EXTRACTED TEXT:
-*-*-

Yamaichi was one of 26 men to resist the draft from Tule Lake. According to Yamaichi, 27 of them were transported to Eureka to stand trial — 26 for draft resistance and the 27th person on another charge.

The Tule Lake draft resisters went before U.S. District Court Judge Louis E. Goodman. Of all the federal judges who oversaw Nikkei draft resistance cases from the 10 WRA camps, Goodman was the only one to dismiss the charges, saying, “It is shocking to the conscience that an American citizen be confined on the ground of disloyalty and then, while under duress and restraint, be compelled to serve in the Armed Forces or prosecuted for not yielding to such compulsion.”

After the trial, Yamaichi and the group returned to Tule Lake and resumed their camp life.

When the war ended in August 1945, Yamaichi was asked by the administration to remain until the camp closed in May 1946. Among his jobs was going through the empty barracks to check for dead bodies.

After his release from Tule Lake, Yamaichi returned to San Jose and attempted to join the same union that had turned him down before the war. As expected, he was turned away, but since being a union member meant better wages as a carpenter, he kept returning until the union finally told him that he could become a member if he found a job at a company that was unionized. Yamaichi became a member soon after, breaking the racial barrier.

-*-*-

EXCERPTED DATA:
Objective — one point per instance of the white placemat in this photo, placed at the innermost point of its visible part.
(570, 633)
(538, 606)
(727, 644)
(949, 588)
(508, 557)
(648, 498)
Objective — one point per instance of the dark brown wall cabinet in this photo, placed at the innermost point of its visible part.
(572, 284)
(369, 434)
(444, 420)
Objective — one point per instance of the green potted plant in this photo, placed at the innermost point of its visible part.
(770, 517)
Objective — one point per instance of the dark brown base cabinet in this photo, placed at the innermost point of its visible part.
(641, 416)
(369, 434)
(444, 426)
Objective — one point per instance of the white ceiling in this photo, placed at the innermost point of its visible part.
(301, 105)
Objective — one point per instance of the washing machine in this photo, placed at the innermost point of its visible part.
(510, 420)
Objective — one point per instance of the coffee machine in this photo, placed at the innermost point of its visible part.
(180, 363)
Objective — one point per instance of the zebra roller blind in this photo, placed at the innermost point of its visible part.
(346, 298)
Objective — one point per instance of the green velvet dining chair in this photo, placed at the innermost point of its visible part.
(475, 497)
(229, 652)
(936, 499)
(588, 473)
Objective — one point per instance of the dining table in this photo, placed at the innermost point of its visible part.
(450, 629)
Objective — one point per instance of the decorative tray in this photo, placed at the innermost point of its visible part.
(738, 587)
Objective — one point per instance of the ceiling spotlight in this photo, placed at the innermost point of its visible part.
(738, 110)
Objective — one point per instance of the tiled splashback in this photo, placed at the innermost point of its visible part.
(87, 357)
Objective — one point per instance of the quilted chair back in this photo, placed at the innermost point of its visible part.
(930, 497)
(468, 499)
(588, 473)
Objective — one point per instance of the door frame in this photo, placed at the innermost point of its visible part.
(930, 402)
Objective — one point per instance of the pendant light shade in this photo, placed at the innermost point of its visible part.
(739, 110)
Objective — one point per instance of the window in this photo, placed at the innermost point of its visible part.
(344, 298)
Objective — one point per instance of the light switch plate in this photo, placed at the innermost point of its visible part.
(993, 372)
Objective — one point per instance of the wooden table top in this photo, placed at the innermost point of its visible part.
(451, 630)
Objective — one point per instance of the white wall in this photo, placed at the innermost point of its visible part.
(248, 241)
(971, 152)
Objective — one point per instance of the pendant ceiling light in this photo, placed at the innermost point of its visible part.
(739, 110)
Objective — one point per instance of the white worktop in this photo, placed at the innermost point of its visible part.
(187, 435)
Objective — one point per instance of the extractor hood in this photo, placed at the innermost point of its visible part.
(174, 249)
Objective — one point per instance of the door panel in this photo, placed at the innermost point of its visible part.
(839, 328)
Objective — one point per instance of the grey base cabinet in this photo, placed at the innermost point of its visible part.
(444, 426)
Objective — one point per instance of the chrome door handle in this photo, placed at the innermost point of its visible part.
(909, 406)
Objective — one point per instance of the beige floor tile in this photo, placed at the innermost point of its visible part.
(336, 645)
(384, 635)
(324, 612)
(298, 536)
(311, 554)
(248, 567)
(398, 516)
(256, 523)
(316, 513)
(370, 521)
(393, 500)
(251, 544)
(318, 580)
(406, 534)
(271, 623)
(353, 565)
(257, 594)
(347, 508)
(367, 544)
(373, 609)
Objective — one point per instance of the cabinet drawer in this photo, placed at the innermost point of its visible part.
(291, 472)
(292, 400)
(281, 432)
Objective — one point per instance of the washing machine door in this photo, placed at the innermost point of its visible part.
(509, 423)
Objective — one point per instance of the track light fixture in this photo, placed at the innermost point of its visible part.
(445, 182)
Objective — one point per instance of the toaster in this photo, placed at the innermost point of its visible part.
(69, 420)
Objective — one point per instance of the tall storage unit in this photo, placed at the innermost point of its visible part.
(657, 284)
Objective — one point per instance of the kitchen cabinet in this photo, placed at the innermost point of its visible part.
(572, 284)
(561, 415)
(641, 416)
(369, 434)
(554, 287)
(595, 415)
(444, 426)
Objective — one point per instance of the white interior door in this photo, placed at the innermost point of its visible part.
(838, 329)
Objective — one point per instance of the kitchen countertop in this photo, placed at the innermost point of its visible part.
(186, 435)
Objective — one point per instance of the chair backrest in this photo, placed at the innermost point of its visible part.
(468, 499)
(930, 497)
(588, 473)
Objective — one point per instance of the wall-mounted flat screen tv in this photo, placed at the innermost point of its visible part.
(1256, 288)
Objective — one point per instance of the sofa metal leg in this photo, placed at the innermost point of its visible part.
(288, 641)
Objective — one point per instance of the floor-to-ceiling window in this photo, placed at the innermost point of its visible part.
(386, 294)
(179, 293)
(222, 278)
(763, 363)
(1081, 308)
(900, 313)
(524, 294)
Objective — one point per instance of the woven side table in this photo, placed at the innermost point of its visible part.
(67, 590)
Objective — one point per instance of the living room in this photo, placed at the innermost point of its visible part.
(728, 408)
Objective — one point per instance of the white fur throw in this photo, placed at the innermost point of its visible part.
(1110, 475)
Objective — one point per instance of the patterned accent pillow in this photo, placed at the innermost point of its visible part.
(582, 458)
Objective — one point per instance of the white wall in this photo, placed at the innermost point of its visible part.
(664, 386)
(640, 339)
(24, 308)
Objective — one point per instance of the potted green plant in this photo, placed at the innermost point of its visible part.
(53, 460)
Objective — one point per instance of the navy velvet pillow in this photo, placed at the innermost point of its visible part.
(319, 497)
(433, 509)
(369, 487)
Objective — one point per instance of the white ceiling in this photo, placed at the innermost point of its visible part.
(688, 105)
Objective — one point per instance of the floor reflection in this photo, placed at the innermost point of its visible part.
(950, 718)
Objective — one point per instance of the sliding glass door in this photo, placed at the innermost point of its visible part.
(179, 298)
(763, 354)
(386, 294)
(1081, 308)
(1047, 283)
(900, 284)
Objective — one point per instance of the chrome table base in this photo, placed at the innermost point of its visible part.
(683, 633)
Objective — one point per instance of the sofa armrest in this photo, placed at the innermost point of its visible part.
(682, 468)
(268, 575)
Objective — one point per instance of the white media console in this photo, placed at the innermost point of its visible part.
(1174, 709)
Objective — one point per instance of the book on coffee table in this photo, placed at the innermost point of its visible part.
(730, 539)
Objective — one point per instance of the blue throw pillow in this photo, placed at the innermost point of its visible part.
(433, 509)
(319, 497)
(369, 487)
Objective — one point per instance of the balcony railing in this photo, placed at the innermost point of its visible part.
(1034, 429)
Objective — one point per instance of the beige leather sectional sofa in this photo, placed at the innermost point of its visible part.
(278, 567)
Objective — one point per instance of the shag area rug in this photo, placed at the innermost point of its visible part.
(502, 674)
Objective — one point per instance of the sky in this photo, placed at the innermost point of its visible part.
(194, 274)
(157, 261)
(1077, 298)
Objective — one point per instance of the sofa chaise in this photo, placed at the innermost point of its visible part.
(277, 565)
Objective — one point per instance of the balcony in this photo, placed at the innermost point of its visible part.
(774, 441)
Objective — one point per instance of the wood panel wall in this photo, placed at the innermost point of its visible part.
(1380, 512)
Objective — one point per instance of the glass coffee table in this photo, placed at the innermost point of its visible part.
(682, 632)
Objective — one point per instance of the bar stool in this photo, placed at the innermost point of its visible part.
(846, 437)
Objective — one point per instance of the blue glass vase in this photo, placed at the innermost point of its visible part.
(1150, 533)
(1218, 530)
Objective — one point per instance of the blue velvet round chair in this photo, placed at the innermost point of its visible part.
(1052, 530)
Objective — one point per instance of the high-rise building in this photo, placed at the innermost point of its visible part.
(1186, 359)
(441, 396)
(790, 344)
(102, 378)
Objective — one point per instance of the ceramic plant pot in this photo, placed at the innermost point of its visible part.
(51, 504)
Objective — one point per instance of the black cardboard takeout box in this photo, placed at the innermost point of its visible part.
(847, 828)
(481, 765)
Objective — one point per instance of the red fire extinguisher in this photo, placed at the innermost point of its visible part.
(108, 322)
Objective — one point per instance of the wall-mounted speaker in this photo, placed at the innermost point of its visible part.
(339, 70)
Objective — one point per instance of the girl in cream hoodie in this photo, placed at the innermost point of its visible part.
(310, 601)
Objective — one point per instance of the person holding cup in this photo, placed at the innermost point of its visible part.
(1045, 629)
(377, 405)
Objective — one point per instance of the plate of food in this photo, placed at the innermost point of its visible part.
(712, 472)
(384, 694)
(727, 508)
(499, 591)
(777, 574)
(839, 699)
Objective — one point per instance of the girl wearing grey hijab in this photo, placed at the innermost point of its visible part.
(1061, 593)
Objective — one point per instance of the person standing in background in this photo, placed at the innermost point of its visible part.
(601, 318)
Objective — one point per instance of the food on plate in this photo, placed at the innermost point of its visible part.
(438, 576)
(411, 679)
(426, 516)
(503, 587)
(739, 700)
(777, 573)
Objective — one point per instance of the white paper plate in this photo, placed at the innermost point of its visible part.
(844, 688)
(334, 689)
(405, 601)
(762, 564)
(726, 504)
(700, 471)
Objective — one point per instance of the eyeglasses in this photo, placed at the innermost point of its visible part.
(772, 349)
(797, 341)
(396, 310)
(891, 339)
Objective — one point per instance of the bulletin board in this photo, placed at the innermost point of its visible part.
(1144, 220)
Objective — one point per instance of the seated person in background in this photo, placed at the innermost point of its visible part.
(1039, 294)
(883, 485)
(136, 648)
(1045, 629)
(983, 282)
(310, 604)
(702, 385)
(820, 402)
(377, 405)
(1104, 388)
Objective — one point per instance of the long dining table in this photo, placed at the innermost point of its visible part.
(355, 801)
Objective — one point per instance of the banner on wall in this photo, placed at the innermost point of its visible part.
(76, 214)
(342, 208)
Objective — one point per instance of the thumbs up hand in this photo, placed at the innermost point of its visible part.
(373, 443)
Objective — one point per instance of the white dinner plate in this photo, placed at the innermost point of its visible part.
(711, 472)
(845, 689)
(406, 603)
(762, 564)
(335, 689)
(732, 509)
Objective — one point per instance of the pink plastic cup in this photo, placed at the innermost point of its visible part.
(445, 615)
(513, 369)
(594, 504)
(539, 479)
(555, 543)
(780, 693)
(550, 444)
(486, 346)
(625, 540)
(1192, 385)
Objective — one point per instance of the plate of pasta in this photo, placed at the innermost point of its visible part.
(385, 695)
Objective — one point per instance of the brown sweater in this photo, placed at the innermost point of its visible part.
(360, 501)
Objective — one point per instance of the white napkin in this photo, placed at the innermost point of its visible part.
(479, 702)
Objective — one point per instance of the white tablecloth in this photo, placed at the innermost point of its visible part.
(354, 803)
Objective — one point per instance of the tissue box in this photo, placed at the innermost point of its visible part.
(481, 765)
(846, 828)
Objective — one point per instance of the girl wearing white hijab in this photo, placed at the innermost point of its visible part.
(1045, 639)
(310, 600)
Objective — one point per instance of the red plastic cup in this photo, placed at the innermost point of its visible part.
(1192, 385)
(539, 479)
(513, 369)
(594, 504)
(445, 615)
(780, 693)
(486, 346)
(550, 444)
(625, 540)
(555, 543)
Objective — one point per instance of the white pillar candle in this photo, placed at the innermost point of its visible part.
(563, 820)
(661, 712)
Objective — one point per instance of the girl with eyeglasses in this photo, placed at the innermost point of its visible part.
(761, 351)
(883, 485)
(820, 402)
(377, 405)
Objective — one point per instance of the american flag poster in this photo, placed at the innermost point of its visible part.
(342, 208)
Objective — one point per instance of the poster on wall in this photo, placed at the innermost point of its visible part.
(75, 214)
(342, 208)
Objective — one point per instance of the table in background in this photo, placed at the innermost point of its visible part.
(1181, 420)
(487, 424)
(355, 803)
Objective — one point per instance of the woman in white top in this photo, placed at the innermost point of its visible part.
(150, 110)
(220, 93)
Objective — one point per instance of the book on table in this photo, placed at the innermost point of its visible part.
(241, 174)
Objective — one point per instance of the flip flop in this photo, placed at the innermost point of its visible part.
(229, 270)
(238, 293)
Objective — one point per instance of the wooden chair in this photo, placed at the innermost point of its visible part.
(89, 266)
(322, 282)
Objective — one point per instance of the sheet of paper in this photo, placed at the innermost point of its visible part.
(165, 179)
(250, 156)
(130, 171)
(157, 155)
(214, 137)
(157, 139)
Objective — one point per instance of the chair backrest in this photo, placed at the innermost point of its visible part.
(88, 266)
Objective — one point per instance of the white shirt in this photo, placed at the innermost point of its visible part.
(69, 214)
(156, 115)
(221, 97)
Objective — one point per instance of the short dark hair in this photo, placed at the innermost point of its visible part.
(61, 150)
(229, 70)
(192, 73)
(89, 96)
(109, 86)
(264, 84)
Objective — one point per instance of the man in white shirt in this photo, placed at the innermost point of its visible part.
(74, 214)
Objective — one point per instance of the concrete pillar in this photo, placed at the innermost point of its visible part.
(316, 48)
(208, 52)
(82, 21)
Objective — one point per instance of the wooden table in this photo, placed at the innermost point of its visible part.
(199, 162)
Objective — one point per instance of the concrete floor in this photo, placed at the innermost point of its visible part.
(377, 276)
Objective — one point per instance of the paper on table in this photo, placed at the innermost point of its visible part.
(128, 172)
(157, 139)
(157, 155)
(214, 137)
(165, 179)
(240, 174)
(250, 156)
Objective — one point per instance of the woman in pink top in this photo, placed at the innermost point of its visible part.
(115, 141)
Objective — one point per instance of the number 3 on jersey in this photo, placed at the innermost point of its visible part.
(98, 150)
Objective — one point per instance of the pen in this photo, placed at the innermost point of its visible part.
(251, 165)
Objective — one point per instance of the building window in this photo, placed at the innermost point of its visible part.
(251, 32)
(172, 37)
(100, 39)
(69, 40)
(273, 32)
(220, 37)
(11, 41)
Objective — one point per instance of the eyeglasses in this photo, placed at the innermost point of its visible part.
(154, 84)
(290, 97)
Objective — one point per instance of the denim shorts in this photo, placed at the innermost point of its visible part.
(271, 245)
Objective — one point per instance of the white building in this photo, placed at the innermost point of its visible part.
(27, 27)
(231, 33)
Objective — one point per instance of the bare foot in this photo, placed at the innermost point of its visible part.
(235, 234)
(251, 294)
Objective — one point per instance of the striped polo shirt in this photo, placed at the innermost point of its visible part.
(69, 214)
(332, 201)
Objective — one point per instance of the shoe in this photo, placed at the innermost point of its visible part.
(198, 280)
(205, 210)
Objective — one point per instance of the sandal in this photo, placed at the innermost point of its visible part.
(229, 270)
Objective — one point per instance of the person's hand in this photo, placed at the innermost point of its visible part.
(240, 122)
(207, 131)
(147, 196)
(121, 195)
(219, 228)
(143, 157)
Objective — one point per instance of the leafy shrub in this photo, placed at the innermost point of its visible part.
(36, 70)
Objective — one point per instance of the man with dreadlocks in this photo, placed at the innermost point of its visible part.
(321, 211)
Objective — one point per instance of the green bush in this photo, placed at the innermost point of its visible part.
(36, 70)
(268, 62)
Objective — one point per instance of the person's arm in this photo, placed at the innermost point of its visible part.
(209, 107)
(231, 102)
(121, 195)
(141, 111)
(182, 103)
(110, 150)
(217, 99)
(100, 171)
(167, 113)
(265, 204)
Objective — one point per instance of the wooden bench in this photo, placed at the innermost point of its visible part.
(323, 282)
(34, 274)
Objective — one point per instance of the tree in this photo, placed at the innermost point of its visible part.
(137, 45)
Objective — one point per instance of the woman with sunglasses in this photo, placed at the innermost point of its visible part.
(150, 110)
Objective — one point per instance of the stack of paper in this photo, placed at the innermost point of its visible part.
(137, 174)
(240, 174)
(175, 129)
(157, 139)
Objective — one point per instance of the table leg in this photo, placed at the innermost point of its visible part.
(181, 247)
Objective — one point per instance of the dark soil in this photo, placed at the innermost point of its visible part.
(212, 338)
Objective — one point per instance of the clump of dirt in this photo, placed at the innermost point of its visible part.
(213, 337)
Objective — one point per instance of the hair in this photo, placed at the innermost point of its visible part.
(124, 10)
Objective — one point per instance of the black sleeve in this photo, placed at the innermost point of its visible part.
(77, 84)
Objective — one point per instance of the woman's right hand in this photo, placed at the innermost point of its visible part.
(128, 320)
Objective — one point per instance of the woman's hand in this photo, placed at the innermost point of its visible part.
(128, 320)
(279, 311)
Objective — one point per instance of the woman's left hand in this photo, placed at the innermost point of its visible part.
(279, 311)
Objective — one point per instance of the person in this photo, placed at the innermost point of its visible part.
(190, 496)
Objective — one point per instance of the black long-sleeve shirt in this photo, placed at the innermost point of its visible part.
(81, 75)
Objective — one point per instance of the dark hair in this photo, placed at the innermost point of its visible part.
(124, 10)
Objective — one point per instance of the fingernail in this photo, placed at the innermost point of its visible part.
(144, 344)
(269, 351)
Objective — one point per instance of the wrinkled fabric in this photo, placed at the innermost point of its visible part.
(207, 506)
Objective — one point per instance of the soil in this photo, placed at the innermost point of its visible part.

-*-*-

GIVEN TASK:
Could you write what comes next in the account of Yamaichi, the Tule Lake draft resister, starting right after its last sentence?

RESULT FOR THIS EXERCISE:
He would go on to work on multi-million-dollar projects but was usually one of the few Asian Americans working in his field.

In 1991, after Yamaichi retired, he and his wife, Eiko, participated in a Tule Lake Pilgrimage. This was Yamaichi’s first time back to the campsite since the war years, and it was an emotional return for him. From then on, Yamaichi volunteered as a Tule Lake Committee member, helping to organize the biennial pilgrimage and leading walking and bus tours.

Among his many other contributions, he also co-founded the Japanese American Museum of San Jose, received a Kunsho from the Japanese emperor, was one of the first Nikkei to speak out in support of the Muslim American community after the September 11, 2001 terrorist attacks, and constructed a replica of a Tule Lake guard tower, which has been part of a traveling exhibit.

He is survived by his wife, four children and many grandchildren.